* Aim of the exercise
Can you repeat the entries from their start through the line containing "Now the shadowed", with "shadowed mountainside" swapped for "shaded slope" and every other character left unchanged?
^^^^^^^^^^^^^^^^
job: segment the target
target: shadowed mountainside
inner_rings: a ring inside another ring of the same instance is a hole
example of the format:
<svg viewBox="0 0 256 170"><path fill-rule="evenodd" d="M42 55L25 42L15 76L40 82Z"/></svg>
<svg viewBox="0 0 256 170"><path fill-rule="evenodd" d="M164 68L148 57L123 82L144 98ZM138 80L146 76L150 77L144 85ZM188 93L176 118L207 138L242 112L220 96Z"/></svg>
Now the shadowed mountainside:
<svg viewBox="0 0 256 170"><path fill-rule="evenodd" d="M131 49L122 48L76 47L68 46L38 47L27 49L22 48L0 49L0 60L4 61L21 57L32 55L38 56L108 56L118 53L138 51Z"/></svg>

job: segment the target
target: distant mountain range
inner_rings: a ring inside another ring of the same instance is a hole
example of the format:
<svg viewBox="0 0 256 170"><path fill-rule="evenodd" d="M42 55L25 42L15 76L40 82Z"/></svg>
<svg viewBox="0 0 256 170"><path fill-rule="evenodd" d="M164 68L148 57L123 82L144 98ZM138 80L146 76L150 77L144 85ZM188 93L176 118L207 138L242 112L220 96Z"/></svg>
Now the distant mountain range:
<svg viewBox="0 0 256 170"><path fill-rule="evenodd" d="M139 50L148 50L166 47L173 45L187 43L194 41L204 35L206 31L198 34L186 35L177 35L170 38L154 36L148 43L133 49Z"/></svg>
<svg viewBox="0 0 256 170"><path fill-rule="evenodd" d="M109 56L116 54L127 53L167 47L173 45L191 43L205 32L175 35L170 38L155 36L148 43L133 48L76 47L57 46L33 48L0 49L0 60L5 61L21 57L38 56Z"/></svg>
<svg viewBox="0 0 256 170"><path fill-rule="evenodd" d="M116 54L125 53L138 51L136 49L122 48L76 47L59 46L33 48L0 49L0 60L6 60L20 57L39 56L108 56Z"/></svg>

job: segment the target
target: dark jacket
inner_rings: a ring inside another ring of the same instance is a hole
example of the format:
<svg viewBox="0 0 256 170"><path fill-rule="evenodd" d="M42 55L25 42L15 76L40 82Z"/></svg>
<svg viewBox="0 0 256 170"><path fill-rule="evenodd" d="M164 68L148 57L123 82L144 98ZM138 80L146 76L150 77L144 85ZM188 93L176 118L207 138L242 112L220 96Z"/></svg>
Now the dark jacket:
^^^^^^^^^^^^^^^^
* Result of this exercise
job: segment the target
target: shaded slope
inner_rings: a ring inside another ring of the same instance is a hole
example of the format:
<svg viewBox="0 0 256 170"><path fill-rule="evenodd" d="M42 55L25 42L15 76L40 82Z"/></svg>
<svg viewBox="0 0 256 170"><path fill-rule="evenodd" d="M164 68L148 57L123 82L144 98ZM138 80L146 76L150 77L144 85ZM188 93L176 118L207 138L242 112L220 96Z"/></svg>
Now the shaded slope:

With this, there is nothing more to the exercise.